• Reading text:
=-=-=

In the late 1950s, back when it was still new, Key West International Airport in Key West, FL handled around 20,000 passengers a year. In 2005, the airport’s peak traffic year, nearly 620,000 travelers used the airport. To say then that the airport’s terminal expansion was long overdue would be an understatement. To say the use of Englert metal roofing on the renovated and expanded terminal’s roof was a success would be an understatement too.

In its original layout, roughly 4,000 square feet of the terminal was dedicated to administrative space for airport management, rental car companies and the Transportation Security Administration (TSA). A restaurant occupied another 3,000 square feet, leaving just 17,000 square feet to handle all passenger functions, including ticketing, departures, arrivals and TSA screening. By building up instead of out, 30,000 sq. ft. of new construction was added without affecting the terminal’s existing footprint. The project also involved adding a parking structure below the terminal and reconfiguring the original terminal space for efficiency and comfort. The groundbreaking ceremony for the $31 million project took place in early 2006 and the project was completed in 2009.

=-=-=

• Information shown:
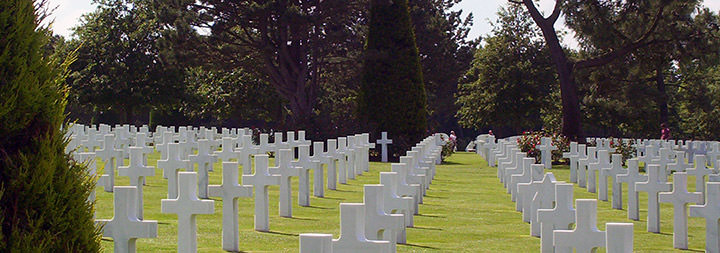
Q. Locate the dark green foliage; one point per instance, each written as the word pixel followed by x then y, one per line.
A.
pixel 43 194
pixel 392 94
pixel 509 85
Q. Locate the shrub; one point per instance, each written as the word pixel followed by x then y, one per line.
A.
pixel 43 193
pixel 529 140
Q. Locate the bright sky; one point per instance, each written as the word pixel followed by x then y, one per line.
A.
pixel 68 12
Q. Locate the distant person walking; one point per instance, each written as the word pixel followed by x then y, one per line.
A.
pixel 453 139
pixel 665 132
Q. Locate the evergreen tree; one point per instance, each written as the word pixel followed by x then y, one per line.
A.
pixel 392 94
pixel 43 193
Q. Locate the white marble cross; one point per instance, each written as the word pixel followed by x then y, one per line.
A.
pixel 711 212
pixel 205 162
pixel 573 156
pixel 586 236
pixel 542 199
pixel 526 191
pixel 680 164
pixel 619 237
pixel 546 149
pixel 112 158
pixel 381 225
pixel 230 191
pixel 525 177
pixel 680 198
pixel 653 187
pixel 228 151
pixel 305 165
pixel 633 176
pixel 612 172
pixel 125 227
pixel 137 171
pixel 260 181
pixel 352 232
pixel 319 173
pixel 700 171
pixel 393 202
pixel 560 217
pixel 171 165
pixel 383 142
pixel 590 158
pixel 603 161
pixel 286 171
pixel 187 206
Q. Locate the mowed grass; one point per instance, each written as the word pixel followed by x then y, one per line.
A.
pixel 466 210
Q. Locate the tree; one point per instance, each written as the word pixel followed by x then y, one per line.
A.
pixel 43 193
pixel 287 43
pixel 392 93
pixel 120 69
pixel 604 20
pixel 511 80
pixel 445 56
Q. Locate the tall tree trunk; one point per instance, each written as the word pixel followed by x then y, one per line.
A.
pixel 662 98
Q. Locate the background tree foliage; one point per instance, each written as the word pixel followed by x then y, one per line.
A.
pixel 511 79
pixel 43 193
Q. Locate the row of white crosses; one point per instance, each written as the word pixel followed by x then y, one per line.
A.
pixel 377 224
pixel 660 161
pixel 547 205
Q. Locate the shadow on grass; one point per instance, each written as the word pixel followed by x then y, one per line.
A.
pixel 298 218
pixel 427 228
pixel 280 233
pixel 420 246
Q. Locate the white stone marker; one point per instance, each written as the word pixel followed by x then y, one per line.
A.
pixel 583 163
pixel 560 217
pixel 381 225
pixel 315 243
pixel 393 202
pixel 603 162
pixel 573 155
pixel 542 199
pixel 526 192
pixel 525 177
pixel 546 149
pixel 341 156
pixel 305 165
pixel 680 197
pixel 619 237
pixel 319 173
pixel 352 232
pixel 137 171
pixel 700 171
pixel 612 172
pixel 330 158
pixel 633 176
pixel 260 181
pixel 112 158
pixel 653 187
pixel 227 152
pixel 187 206
pixel 286 171
pixel 586 236
pixel 711 212
pixel 125 227
pixel 383 142
pixel 205 162
pixel 171 165
pixel 230 191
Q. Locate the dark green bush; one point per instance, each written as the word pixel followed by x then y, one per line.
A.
pixel 392 94
pixel 43 193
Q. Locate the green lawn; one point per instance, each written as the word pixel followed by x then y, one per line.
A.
pixel 466 210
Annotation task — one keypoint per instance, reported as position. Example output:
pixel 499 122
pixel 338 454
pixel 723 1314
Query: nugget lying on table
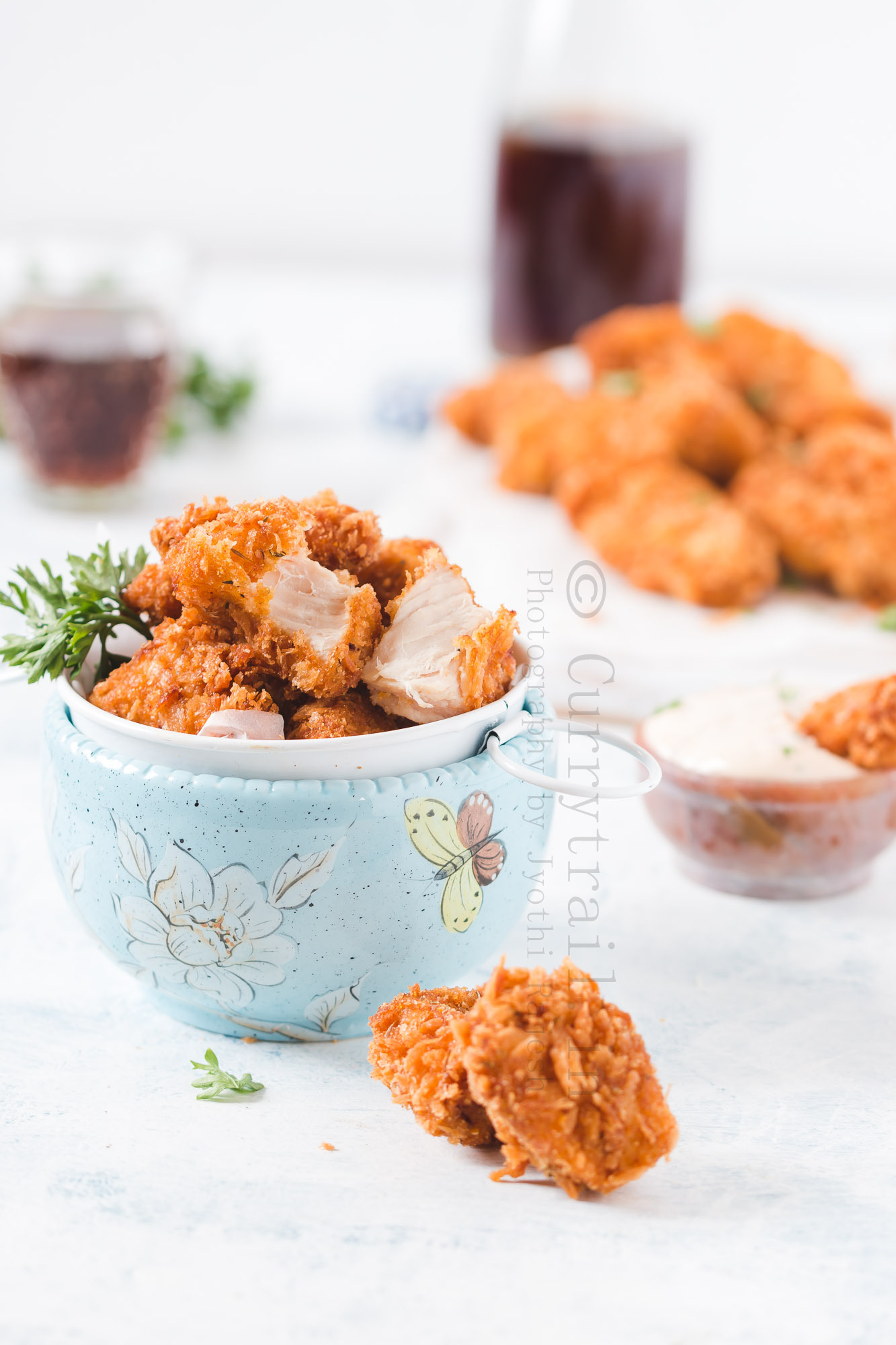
pixel 536 1062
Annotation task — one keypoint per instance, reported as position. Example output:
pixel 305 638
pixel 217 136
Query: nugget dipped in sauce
pixel 858 724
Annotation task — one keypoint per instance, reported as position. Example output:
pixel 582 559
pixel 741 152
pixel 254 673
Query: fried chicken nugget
pixel 391 566
pixel 641 337
pixel 339 537
pixel 529 435
pixel 670 531
pixel 443 654
pixel 153 592
pixel 167 532
pixel 416 1055
pixel 830 504
pixel 858 723
pixel 686 414
pixel 788 381
pixel 564 1079
pixel 477 412
pixel 184 675
pixel 342 718
pixel 314 627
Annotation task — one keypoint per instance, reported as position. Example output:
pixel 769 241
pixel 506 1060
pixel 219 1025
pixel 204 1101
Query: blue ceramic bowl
pixel 290 910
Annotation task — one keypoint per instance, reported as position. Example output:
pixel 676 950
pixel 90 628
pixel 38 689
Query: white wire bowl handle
pixel 521 723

=-=-=

• Job: Quote the airport text word for word, starting at the words "In the late" and stopping after "an understatement too.". The entries are separate material, distinct from the airport text.

• Solved problem:
In the late 1950s, back when it was still new, Key West International Airport in Key West, FL handled around 20,000 passengers a year. In 2005, the airport’s peak traffic year, nearly 620,000 travelers used the airport. To say then that the airport’s terminal expansion was long overdue would be an understatement. To say the use of Englert metal roofing on the renovated and expanded terminal’s roof was a success would be an understatement too.